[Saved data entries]
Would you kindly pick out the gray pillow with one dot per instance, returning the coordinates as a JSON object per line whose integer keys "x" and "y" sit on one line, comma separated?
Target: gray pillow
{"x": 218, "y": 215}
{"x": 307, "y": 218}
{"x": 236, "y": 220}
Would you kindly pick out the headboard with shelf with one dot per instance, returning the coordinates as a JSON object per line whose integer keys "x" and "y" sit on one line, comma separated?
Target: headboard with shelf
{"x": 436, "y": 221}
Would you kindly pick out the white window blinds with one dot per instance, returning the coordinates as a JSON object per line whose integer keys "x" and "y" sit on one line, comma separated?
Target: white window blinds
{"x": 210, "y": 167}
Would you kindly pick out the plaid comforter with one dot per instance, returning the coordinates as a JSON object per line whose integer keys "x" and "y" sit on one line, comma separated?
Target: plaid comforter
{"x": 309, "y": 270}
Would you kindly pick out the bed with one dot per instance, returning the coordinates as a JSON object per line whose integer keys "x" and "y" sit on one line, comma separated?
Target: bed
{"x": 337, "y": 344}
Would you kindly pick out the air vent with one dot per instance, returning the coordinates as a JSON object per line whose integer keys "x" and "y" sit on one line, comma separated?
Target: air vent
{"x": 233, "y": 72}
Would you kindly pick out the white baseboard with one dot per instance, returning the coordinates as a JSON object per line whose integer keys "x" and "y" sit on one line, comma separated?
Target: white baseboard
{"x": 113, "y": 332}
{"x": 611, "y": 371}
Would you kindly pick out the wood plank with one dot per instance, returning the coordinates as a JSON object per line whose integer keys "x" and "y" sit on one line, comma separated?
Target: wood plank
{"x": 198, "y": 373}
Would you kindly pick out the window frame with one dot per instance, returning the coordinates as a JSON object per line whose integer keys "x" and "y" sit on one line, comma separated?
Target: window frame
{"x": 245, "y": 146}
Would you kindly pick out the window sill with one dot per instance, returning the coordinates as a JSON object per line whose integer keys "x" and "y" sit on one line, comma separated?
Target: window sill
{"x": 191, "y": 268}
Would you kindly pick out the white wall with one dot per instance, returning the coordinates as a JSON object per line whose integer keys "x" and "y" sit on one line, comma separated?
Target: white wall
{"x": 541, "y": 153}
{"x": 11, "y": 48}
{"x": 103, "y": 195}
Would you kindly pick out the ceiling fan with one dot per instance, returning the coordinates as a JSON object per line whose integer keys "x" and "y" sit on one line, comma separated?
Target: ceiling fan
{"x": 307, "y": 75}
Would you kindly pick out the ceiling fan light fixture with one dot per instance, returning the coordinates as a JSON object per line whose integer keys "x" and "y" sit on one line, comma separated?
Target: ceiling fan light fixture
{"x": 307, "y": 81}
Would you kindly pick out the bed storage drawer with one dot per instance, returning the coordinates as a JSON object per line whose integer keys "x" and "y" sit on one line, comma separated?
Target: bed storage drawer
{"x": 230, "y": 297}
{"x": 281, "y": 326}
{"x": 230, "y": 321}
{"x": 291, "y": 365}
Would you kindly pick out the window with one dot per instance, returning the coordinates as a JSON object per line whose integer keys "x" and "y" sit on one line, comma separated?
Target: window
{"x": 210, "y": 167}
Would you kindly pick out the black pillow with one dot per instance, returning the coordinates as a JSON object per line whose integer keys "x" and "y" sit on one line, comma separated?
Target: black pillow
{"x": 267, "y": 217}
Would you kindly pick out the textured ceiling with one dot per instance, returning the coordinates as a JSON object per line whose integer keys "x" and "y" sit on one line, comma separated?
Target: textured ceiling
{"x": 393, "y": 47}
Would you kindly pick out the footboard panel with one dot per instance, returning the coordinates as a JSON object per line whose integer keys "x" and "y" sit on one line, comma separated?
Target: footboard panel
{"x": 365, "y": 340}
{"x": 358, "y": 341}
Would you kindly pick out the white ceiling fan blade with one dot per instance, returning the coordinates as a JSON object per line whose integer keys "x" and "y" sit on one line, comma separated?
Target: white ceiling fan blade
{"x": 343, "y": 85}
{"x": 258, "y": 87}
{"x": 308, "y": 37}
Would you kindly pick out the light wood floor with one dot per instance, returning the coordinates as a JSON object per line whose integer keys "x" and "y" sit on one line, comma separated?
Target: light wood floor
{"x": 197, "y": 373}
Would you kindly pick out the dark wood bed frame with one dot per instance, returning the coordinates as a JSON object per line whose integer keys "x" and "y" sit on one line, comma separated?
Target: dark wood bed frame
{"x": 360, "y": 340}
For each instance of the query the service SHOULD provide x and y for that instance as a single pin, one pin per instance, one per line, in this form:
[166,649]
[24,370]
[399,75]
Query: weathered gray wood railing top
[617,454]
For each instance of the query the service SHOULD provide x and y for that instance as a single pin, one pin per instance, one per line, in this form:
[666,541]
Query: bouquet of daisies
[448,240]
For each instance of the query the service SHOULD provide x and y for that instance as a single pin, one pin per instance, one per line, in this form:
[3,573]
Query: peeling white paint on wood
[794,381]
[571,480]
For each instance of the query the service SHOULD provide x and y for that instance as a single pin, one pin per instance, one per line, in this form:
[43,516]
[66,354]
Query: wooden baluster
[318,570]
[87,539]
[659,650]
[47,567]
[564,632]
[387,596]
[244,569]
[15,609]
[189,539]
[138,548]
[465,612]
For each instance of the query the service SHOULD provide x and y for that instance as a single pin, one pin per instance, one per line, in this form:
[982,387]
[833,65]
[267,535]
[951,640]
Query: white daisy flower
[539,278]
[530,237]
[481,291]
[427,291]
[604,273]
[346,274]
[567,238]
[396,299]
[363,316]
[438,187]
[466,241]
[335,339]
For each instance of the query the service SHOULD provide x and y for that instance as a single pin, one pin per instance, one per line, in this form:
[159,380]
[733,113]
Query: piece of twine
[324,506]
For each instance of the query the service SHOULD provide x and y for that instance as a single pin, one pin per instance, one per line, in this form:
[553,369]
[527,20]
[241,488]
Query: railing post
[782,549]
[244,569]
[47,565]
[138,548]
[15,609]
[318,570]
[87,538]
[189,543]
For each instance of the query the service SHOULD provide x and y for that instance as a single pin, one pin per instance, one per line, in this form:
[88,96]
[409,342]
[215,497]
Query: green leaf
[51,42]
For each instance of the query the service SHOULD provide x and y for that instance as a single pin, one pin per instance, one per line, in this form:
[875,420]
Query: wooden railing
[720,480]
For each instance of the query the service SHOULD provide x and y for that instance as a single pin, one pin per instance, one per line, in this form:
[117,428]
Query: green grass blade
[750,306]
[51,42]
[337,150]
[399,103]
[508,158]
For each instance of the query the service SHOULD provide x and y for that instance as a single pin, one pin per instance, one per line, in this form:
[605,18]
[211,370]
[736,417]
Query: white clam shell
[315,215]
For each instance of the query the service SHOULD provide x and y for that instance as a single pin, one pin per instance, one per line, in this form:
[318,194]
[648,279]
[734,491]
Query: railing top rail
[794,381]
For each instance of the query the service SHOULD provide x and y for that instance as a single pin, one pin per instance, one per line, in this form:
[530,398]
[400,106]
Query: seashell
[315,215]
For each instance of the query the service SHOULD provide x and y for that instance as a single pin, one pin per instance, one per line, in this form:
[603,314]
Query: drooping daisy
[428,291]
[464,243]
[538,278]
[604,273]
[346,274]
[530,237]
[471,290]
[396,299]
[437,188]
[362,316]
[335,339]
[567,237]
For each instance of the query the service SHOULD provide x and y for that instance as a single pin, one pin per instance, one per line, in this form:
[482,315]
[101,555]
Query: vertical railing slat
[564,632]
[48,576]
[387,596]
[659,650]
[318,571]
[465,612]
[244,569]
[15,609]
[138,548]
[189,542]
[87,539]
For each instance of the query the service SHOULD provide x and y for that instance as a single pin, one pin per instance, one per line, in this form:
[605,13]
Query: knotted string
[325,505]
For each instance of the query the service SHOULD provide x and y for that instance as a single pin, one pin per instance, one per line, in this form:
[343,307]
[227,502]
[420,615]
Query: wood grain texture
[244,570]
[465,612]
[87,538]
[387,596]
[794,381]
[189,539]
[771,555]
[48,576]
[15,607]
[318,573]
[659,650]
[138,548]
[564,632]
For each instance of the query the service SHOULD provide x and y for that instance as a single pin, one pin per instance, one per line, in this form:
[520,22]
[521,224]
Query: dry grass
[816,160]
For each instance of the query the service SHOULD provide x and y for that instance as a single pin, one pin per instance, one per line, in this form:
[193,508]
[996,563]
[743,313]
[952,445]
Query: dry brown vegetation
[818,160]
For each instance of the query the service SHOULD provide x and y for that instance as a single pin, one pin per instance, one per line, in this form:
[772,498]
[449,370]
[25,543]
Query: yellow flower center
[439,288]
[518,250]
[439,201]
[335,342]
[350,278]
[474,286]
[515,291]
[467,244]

- What you have to do
Above are the records; copy exactly the lines from the line with "Would you kindly pick out the window sill" through the line with "Would you kindly pick out the ceiling fan light", both included.

- Solution
Would you kindly pick out the window sill with one dot per instance, returning the coordinates as a JSON object per line whose integer keys "x" and "y" sit on one line, comma separated?
Target: window sill
{"x": 191, "y": 268}
Would you kindly pick out the white wall with one dot per instance, returning the coordinates as a JSON object per line whose integer keys "x" and "y" sit on one line, comma separated?
Target: white wall
{"x": 541, "y": 153}
{"x": 11, "y": 48}
{"x": 103, "y": 195}
Would you kindly pick out the ceiling fan with one dot per instance, returning the coordinates as a JSON object per line whose integer keys "x" and "y" sit on one line, comma separated?
Target: ceiling fan
{"x": 307, "y": 75}
Would you kindly pick out the ceiling fan light fixture with one dot per instance, returning the coordinates as a JSON object per line whose integer keys "x" and "y" sit on one line, comma separated?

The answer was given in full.